[Records from a collection]
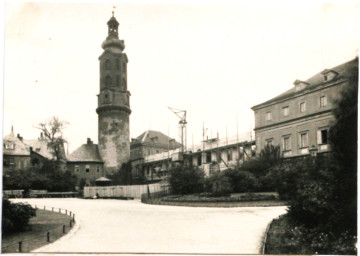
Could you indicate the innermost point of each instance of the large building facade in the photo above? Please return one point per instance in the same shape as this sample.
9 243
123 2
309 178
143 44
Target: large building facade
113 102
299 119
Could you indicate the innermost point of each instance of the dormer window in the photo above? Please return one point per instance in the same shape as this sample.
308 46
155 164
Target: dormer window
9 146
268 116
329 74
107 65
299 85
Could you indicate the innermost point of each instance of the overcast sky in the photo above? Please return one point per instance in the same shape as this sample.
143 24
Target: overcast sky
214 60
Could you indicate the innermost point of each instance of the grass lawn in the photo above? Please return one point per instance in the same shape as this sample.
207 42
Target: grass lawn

==

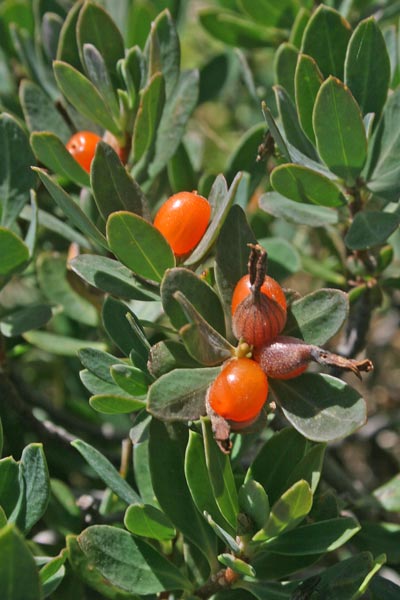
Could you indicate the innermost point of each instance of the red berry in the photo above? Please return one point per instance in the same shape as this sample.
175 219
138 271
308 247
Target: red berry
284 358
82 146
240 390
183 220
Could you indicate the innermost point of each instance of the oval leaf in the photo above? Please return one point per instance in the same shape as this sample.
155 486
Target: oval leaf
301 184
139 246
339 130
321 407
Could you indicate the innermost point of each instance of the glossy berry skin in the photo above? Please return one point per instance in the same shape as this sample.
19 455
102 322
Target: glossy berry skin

==

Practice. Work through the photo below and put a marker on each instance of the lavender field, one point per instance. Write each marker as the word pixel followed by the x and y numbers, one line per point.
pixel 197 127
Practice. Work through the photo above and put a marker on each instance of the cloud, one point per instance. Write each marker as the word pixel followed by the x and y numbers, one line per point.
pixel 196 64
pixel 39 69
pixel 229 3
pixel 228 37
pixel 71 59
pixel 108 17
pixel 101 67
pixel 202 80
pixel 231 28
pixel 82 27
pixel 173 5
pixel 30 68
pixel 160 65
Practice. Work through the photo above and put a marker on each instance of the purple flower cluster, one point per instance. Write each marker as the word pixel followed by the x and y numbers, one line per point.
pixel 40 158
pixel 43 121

Work to complete
Could you transcribe the entries above word for word, from the line with "of the overcast" down to the line with "Target: grass lawn", keeping both?

Answer area
Could you indicate the innermost point of each instance of the overcast sky in the photo above? Please return one point per instance in the same shape as this sample.
143 24
Target: overcast sky
214 60
Could you indicate the innermost point of each instance of the grass lawn in the photo above? Please return one point per instance in the same shape as this sample.
207 42
Target: grass lawn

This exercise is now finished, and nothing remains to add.